Exercise
Pull out and copy each line below that contains the string "wall". Case counts.

Given entries
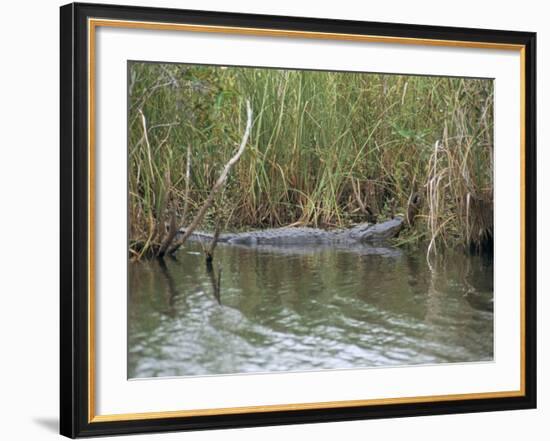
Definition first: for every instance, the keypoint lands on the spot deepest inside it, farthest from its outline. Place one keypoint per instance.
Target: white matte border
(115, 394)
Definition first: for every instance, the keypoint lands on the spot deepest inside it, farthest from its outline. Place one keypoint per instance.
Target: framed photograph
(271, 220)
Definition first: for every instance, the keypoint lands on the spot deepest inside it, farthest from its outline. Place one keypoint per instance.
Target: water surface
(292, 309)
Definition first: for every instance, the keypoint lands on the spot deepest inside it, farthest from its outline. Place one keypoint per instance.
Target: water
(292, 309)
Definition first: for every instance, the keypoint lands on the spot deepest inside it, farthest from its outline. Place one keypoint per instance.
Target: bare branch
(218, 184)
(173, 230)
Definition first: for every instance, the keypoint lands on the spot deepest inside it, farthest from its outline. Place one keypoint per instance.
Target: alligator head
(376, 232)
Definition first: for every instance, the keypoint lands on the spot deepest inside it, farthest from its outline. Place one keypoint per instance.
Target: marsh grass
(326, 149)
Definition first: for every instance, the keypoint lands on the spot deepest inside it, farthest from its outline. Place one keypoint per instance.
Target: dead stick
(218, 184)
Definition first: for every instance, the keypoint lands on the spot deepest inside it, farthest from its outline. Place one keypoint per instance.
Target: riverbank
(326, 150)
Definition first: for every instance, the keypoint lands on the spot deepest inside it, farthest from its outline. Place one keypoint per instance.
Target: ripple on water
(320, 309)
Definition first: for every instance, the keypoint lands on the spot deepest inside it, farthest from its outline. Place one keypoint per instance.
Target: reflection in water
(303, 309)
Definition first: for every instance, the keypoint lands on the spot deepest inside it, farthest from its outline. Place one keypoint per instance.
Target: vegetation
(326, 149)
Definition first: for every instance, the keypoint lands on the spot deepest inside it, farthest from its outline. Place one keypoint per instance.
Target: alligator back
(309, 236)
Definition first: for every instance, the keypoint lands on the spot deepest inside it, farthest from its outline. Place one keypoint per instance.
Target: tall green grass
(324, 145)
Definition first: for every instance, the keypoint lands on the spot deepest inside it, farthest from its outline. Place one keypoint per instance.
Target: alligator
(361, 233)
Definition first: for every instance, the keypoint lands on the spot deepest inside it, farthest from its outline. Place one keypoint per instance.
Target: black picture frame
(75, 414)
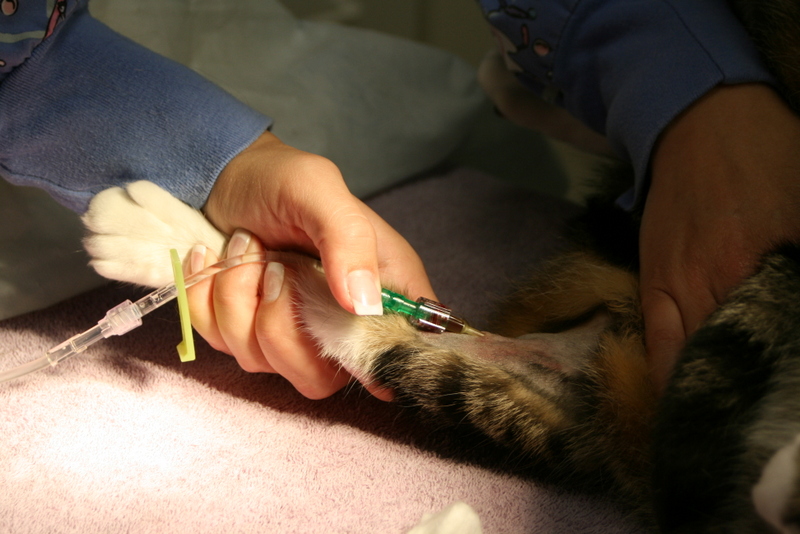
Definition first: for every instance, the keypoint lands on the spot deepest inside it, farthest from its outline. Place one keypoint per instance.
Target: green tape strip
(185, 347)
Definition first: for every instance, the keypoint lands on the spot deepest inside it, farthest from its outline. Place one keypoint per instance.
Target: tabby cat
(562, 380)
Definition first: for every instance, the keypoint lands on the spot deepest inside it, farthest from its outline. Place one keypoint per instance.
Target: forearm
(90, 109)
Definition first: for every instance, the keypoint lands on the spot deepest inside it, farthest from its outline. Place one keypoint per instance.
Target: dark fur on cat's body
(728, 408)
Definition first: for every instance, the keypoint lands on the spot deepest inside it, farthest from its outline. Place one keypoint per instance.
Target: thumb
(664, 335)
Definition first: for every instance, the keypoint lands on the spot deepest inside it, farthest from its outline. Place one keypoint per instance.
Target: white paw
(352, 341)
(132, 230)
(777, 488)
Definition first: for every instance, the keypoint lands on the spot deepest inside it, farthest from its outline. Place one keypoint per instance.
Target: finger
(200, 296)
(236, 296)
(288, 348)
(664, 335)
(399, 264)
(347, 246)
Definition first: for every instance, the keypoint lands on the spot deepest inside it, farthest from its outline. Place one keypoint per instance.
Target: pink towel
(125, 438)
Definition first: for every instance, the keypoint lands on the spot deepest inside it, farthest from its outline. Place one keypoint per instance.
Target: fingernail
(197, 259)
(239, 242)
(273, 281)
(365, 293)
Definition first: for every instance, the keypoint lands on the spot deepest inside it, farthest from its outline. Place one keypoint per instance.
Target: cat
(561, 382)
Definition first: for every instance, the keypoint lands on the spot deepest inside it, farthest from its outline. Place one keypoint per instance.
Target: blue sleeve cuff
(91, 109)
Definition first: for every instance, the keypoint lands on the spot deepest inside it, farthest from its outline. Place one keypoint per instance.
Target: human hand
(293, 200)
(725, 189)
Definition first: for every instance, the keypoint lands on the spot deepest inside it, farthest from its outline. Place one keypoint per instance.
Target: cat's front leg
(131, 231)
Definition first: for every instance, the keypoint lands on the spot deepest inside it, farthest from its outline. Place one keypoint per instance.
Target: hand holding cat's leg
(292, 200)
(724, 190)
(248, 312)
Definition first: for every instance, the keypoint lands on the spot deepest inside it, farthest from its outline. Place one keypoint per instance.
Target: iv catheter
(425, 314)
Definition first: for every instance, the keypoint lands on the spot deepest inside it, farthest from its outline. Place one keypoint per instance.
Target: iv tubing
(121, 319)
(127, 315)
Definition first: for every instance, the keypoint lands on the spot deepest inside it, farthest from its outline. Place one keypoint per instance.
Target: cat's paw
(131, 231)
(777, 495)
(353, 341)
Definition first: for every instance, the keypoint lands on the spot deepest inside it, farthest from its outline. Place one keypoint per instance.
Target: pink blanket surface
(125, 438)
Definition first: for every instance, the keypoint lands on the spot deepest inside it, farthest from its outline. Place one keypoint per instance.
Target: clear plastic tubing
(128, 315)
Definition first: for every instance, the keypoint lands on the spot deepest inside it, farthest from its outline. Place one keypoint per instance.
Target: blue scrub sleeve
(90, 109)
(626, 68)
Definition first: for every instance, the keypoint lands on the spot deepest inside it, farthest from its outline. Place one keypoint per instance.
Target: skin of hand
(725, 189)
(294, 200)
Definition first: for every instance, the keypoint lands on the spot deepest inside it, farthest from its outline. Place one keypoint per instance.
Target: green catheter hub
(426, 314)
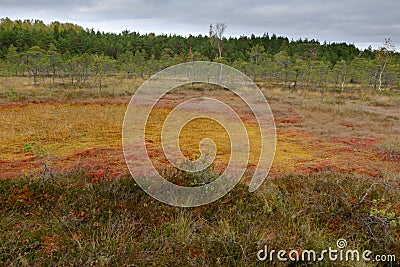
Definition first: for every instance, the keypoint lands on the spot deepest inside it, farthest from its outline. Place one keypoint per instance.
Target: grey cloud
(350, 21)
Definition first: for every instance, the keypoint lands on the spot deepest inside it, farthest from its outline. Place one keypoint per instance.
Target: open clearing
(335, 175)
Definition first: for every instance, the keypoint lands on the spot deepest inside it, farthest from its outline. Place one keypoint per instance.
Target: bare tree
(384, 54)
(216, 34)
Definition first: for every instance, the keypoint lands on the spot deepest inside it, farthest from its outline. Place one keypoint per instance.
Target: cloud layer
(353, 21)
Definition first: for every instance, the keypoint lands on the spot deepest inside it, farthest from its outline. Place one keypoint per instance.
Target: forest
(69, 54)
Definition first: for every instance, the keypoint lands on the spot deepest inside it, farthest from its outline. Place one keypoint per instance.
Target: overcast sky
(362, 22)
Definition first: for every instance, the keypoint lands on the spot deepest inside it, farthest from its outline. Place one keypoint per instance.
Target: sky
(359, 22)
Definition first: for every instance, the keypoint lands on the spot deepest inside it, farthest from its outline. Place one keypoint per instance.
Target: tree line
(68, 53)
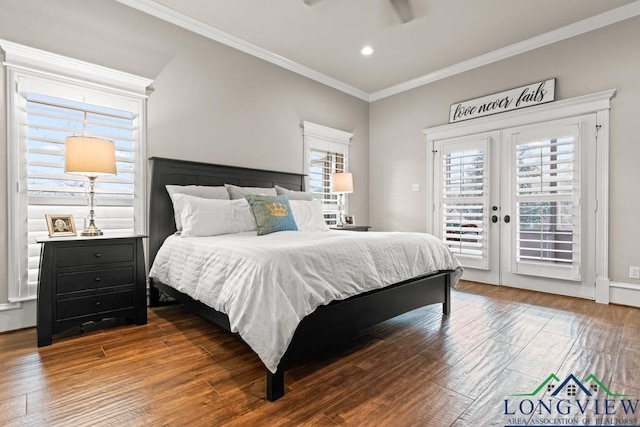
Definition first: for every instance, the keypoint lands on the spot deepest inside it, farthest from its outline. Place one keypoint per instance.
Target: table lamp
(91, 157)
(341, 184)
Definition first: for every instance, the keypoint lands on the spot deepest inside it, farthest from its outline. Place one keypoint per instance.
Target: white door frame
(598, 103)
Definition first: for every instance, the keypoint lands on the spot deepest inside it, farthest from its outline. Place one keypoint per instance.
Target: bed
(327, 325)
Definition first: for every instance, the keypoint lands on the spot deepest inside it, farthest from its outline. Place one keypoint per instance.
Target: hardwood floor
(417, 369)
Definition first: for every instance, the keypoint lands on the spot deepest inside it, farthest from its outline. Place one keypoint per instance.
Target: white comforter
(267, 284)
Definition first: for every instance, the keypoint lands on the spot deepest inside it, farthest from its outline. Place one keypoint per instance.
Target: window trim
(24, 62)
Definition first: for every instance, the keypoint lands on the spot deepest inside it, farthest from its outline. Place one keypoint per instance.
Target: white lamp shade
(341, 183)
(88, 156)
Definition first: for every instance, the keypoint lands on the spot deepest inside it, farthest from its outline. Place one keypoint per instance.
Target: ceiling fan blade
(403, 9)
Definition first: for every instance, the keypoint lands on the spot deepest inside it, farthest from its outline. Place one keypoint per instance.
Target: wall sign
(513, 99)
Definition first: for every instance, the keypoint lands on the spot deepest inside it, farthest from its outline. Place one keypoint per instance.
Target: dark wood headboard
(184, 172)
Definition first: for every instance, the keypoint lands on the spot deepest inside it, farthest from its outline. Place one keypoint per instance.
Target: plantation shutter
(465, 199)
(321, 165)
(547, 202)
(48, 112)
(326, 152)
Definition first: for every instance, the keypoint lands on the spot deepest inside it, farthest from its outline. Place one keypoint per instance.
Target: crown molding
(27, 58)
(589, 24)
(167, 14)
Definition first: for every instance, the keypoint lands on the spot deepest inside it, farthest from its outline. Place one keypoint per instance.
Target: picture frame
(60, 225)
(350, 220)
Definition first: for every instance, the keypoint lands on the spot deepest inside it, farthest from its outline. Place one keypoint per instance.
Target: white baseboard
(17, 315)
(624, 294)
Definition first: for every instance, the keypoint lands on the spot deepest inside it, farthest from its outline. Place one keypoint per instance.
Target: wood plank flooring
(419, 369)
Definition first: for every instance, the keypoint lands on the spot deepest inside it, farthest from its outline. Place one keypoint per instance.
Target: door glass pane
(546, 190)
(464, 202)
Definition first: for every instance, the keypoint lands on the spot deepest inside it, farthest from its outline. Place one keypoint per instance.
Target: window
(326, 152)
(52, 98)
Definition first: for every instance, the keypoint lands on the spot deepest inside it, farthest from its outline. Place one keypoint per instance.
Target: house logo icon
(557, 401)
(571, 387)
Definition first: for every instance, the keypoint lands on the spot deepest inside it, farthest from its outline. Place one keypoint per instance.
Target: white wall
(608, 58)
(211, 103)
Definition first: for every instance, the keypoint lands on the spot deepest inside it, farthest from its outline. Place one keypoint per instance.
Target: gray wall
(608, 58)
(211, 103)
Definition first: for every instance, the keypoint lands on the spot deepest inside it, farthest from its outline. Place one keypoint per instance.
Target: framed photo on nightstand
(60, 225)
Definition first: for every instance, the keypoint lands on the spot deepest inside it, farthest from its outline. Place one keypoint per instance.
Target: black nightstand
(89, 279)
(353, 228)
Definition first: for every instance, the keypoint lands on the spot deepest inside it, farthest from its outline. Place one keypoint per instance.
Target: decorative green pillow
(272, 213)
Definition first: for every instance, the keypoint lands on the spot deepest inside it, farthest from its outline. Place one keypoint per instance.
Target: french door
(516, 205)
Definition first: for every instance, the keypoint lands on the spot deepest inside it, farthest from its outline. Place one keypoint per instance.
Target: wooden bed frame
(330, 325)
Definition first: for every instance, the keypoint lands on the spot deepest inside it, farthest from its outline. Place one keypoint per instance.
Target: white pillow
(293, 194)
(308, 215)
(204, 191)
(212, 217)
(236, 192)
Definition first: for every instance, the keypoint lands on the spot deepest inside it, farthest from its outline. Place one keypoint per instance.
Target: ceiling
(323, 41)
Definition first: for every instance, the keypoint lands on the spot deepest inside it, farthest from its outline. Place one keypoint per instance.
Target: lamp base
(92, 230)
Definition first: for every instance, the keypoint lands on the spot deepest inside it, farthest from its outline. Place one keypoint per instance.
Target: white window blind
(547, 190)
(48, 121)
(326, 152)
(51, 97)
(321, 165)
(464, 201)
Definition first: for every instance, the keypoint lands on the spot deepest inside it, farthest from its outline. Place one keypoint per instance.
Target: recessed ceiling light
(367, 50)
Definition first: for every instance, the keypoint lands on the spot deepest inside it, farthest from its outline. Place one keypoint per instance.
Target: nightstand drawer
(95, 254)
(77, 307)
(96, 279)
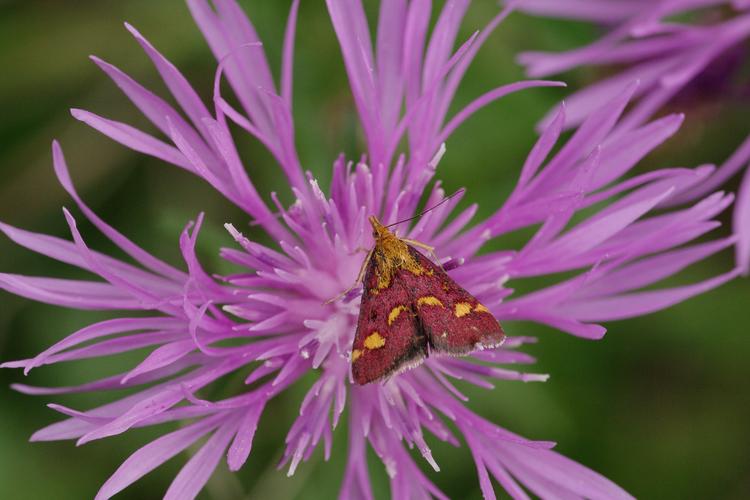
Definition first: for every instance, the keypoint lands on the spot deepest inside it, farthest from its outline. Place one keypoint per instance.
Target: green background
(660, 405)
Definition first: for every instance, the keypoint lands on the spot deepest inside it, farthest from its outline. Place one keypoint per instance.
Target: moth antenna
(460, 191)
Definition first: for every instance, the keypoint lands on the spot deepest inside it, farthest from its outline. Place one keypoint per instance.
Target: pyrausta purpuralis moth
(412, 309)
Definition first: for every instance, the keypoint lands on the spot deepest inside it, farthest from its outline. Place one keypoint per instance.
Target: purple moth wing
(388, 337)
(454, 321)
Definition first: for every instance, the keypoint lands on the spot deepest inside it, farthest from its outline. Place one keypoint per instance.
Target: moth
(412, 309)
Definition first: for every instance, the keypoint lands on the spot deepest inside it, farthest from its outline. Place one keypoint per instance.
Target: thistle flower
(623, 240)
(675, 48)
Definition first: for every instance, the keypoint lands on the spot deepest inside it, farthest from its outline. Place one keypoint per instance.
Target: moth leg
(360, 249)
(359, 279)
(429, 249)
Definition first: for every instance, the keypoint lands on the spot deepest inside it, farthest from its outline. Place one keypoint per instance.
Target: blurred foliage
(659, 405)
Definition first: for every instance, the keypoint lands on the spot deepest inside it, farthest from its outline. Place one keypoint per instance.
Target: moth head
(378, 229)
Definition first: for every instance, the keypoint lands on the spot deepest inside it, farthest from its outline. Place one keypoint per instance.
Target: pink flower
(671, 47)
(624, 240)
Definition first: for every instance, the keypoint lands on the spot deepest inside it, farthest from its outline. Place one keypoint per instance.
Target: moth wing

Final result
Target: wall sign
Target: white wall
Target: gray wall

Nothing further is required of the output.